Provided entries: Begin

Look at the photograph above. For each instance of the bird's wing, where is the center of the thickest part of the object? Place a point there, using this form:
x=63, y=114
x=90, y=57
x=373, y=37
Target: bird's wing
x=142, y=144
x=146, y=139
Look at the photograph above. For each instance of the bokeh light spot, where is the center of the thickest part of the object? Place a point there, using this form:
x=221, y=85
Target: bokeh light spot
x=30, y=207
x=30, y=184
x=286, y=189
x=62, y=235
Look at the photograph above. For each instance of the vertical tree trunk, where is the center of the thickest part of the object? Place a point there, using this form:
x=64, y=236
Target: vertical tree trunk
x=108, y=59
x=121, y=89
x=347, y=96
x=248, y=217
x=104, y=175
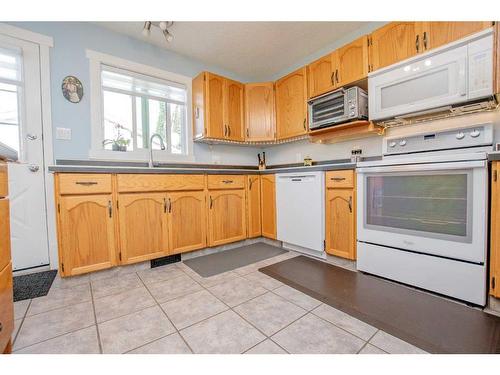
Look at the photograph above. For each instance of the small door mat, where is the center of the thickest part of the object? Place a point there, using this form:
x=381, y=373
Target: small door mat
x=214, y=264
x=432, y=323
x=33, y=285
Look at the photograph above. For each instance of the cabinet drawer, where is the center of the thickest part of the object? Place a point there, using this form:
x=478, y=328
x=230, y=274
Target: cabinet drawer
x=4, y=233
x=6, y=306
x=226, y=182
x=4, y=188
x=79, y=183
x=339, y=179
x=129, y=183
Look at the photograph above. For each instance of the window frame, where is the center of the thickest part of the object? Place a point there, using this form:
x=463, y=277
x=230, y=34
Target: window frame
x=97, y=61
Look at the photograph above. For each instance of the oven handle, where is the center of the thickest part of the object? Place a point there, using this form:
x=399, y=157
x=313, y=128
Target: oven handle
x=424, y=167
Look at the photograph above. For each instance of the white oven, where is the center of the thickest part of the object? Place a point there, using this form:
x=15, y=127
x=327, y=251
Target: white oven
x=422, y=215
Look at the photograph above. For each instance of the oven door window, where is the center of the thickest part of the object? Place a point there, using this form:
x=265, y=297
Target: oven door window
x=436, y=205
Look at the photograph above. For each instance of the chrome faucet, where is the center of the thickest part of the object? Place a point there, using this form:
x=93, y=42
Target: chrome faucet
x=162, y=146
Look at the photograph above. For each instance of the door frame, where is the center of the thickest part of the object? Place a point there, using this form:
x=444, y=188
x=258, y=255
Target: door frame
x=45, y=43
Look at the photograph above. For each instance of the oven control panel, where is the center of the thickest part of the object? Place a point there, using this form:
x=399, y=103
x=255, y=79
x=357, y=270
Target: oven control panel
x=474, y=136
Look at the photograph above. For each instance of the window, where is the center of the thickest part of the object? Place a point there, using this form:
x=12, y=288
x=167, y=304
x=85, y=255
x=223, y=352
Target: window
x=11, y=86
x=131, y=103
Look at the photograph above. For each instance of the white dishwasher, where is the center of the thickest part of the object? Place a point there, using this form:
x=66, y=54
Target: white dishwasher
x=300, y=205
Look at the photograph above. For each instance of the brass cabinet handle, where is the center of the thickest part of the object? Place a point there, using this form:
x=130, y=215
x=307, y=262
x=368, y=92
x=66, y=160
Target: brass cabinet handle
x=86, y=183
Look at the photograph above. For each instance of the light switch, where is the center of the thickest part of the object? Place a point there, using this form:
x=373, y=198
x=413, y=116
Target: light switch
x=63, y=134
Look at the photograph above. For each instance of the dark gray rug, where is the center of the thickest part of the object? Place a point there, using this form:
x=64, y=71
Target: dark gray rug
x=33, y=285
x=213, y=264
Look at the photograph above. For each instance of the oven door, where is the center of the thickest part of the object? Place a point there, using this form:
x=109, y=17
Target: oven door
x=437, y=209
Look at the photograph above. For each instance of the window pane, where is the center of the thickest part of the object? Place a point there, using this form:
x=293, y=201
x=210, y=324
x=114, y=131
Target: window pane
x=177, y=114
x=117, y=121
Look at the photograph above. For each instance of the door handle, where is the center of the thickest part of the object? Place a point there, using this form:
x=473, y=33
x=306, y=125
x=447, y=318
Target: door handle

Provided entries: End

Your task: A faithful, complete copy of the records above is required, one that contains no pictures.

Solution to this problem:
Look at the photograph above. For each instance of the bird's wing, where is the center of the thickest part of the object? Place a point there, using this form:
x=63, y=114
x=90, y=57
x=373, y=37
Target: bird's wing
x=142, y=144
x=146, y=139
Look at the photograph above. For each instance of the bokeh light spot, where is the center of the thickest part of the object? Place a point there, using this form:
x=221, y=85
Target: bokeh light spot
x=30, y=207
x=30, y=184
x=286, y=189
x=62, y=235
Look at the photograph above. For each instance of the vertical tree trunk, where is the center of the thickest part of the object? Place a point there, using this form:
x=64, y=236
Target: vertical tree trunk
x=108, y=59
x=121, y=89
x=347, y=96
x=248, y=217
x=104, y=175
Look at the photograph above. For each instance of the small door mat, where is the center of the thickest part of the object? Place a point there, using this form:
x=381, y=373
Target: small door mat
x=214, y=264
x=432, y=323
x=33, y=285
Look at the photograph above. For each instance of the cabinet drawer, where is the center of the thickest part of the object? Place a point there, using this form:
x=478, y=328
x=230, y=274
Target: cabinet drawer
x=4, y=233
x=6, y=306
x=226, y=182
x=4, y=188
x=79, y=183
x=339, y=179
x=129, y=183
Look at the photograph above. For each instance of the window frame, where is the center of the thickest part of the object? Place a point there, using this form:
x=463, y=277
x=230, y=34
Target: window frame
x=97, y=61
Look at the photograph above. For each instance of the oven handle, where is the center of the thickest part of the object? Place a point there, using this form:
x=399, y=157
x=313, y=128
Target: oven handle
x=424, y=167
Look at the photograph above. For each instance of the white oven, where is the center of the thickest part of the object? Place a point there, using this form:
x=15, y=127
x=327, y=251
Target: white oven
x=422, y=215
Look at the photograph above. For each instance of the oven door window, where is the center of the thickest part of the object? Place a point there, using this form:
x=265, y=297
Target: oven door window
x=436, y=205
Look at the photograph above. For each instance of the chrome faucet, where is the center of the thickest part of the object? Place a point there, using this form:
x=93, y=42
Target: chrome faucet
x=162, y=146
Look at the photograph above. For each instance of the door frame, where is the center of the thickest part of the object? Place a point there, using this form:
x=444, y=188
x=258, y=255
Target: door frame
x=45, y=43
Look at the photograph above. For each instance of the oven control panel, where is the center of the thickest part of the object? Place a point there, using this form:
x=399, y=103
x=255, y=79
x=357, y=270
Target: oven control panel
x=474, y=136
Look at the photograph above. For each instance of the window, where is the center of the thickest part of the object? Place a point there, using this form:
x=12, y=288
x=167, y=304
x=85, y=255
x=223, y=352
Target: window
x=11, y=86
x=131, y=103
Look at the photograph above. For each instance of the white dishwasher, where is the center of the thickest part of the object? Place a point there, using this form:
x=66, y=54
Target: white dishwasher
x=300, y=205
Look at the photograph above. For each instance of the brass cabinet handle, where is the center of the thickest part of the object? Place a point there, using this form:
x=130, y=215
x=307, y=262
x=368, y=92
x=66, y=160
Target: brass cabinet handle
x=86, y=183
Look at the photograph above. For each instance of the light switch, where is the center of the thickest part of the object? Place a point there, using this form:
x=373, y=198
x=413, y=116
Target: light switch
x=63, y=134
Look at the photograph above. For each instance of the dark gray rug, where is the center of the thickest part of the object? Place a point there, using this form:
x=64, y=71
Target: dark gray rug
x=33, y=285
x=213, y=264
Look at the photograph above. For each instance of the oven door, where is the center of the thickest part of the object? Place a point there, using this form:
x=109, y=17
Target: oven door
x=437, y=209
Look at the photograph above. For each instance of the window pane, where is the center of the thickest part of the object? Place a point there, using this form:
x=293, y=201
x=210, y=324
x=114, y=131
Target: window pane
x=177, y=114
x=117, y=121
Look at the photograph above. For each instance of the door handle, where is the center of the thickest part of the object? Place a point there, using this form:
x=473, y=33
x=306, y=125
x=447, y=318
Target: door handle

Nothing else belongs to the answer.